Down to the last character, repeat the entries beneath this task.

----

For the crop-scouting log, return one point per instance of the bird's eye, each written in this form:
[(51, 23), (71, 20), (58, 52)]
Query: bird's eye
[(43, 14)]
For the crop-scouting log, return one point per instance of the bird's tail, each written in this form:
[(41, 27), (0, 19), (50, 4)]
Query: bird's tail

----

[Response]
For the crop-scouting log, return one point per instance of the bird's eye, each written in this form:
[(51, 23), (71, 20), (58, 52)]
Query: bird's eye
[(43, 14)]
For the crop-scouting log, return one point per instance of the bird's tail, each written in this form:
[(41, 27), (0, 19), (50, 4)]
Query: bird's tail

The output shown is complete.